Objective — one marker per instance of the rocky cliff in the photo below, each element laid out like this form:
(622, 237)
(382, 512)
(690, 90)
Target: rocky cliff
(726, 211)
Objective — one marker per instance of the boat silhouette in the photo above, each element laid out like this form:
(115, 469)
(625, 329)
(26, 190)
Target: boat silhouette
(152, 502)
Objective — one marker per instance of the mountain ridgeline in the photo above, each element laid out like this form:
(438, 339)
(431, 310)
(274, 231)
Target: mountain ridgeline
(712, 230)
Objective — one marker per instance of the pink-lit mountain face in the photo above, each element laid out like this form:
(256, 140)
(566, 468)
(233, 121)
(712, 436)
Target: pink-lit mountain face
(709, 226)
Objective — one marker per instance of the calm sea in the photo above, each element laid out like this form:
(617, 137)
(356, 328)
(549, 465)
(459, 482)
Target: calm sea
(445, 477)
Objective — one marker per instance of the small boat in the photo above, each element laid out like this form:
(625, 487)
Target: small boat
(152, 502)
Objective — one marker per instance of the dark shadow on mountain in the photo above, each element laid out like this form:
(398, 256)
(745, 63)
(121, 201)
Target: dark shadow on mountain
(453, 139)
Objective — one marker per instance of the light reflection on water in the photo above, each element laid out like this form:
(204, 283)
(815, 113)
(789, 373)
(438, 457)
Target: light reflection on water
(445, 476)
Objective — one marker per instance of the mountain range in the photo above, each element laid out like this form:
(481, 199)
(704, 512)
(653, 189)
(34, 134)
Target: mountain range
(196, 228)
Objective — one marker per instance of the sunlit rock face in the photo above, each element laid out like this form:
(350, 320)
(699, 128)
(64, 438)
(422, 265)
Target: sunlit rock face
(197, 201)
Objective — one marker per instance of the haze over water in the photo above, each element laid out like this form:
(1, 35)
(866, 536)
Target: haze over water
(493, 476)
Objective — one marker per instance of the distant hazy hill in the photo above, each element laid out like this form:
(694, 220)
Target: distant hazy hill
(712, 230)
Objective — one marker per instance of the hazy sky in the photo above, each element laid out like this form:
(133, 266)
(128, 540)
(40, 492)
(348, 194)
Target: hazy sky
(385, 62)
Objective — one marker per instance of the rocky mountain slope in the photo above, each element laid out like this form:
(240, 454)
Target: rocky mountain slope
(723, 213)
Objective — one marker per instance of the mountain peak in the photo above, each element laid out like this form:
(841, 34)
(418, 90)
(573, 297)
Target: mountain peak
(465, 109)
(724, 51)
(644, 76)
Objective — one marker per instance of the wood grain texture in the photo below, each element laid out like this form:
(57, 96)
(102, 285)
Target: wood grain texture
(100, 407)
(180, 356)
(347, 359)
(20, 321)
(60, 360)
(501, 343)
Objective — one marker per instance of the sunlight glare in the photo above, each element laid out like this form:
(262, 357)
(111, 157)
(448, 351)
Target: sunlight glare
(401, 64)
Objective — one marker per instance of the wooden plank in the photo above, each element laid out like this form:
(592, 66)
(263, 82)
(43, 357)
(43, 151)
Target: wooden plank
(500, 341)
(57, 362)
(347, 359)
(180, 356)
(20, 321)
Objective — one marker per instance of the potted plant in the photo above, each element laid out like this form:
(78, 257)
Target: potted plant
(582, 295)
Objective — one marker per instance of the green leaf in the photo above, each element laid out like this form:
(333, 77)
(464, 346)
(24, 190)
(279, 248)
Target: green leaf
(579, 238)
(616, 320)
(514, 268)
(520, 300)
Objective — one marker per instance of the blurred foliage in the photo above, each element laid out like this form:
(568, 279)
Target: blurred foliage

§

Problem statement: Print out the whole of the material exactly, line for line.

Answer to this exercise:
Objective — one marker per instance of the rocky cliff in the photo below, each element laid out like this form:
(622, 237)
(382, 512)
(690, 90)
Target: rocky cliff
(726, 211)
Objective — one marker per instance of the boat silhouette in the photo above, each element laid out like this form:
(115, 469)
(625, 329)
(26, 190)
Target: boat silhouette
(152, 502)
Objective — one marker per instance of the mountain ridgeline in the photo above, each element laid out like this form:
(438, 339)
(431, 310)
(274, 231)
Target: mountain ridgeline
(712, 230)
Objective — one marker per instance of the pink-lit mountain face in the photo above, each element laid out like this form:
(256, 140)
(566, 468)
(233, 121)
(712, 436)
Target: pink-lit mountain face
(709, 226)
Objective — one marker per instance of the calm sea in the photo above, each element laid out like this form:
(617, 137)
(356, 328)
(549, 465)
(459, 482)
Target: calm sea
(445, 477)
Objective — one marker per instance of the small boat in the photo above, each element laid out like this form:
(625, 487)
Target: small boat
(152, 502)
Objective — one marker per instance of the dark shadow on mountain in the photo above, each element laid out like this form:
(398, 256)
(745, 63)
(121, 201)
Target: dark shadow on mountain
(453, 139)
Objective — one marker per instance of the light reflection on water in the photo above, each element laid out like this form:
(204, 283)
(815, 113)
(789, 373)
(438, 457)
Target: light reflection on water
(445, 476)
Objective — one marker per instance of the mountain range in the photo above, each element laid out like this form:
(481, 199)
(704, 512)
(653, 189)
(34, 134)
Target: mountain range
(196, 228)
Objective — one marker per instance of the sunlit rock face in the photo above, each element laid out like this form:
(350, 320)
(699, 128)
(64, 438)
(422, 265)
Target: sunlit rock face
(197, 201)
Objective — one marker per instance of the haze over water in the photo above, each element laid out like this form:
(1, 35)
(866, 536)
Target: haze over water
(493, 476)
Objective — one marker per instance of the distant hazy hill in the photo above, each element laid out like this form:
(694, 220)
Target: distant hazy hill
(712, 230)
Objective — one marker per instance of the hazy sky in the photo above, each element laid out like this form:
(133, 266)
(128, 540)
(40, 492)
(348, 194)
Target: hazy sky
(385, 62)
Objective — one marker per instance of the rocky mountain slope in the photo above, each element laid out like this form:
(240, 454)
Target: rocky mountain slope
(723, 213)
Objective — one marker per instance of the mountain peak in the photo above, each element laid out like this form:
(841, 34)
(418, 90)
(573, 297)
Target: mountain peak
(465, 109)
(724, 51)
(644, 76)
Objective — one marker per instance of the wood grain texture in the photo below, each element laid out like this form:
(57, 96)
(102, 285)
Target: wood grain texture
(100, 407)
(180, 356)
(347, 359)
(20, 321)
(60, 360)
(501, 343)
Objective — one marker per instance of the sunlight glare in the photo above, each element laid out like this form:
(262, 357)
(111, 157)
(448, 351)
Target: sunlight glare
(401, 64)
Objective — one marker per instance of the wooden plank in the photo above, each element laid out like this form:
(592, 66)
(263, 82)
(43, 357)
(43, 151)
Target: wooden plank
(500, 341)
(57, 362)
(347, 359)
(180, 356)
(20, 321)
Objective — one marker per instance of the potted plant in the photo above, each element laid out like this form:
(78, 257)
Target: potted plant
(582, 295)
Objective — one marker per instance of the green leaf in the photo above, each element laid out like this form:
(333, 77)
(464, 346)
(24, 190)
(279, 248)
Target: green leaf
(579, 238)
(616, 320)
(514, 268)
(520, 300)
Objective — one marker per instance of the blurred foliage in the photo above, each element laid out like this form:
(568, 279)
Target: blurred foliage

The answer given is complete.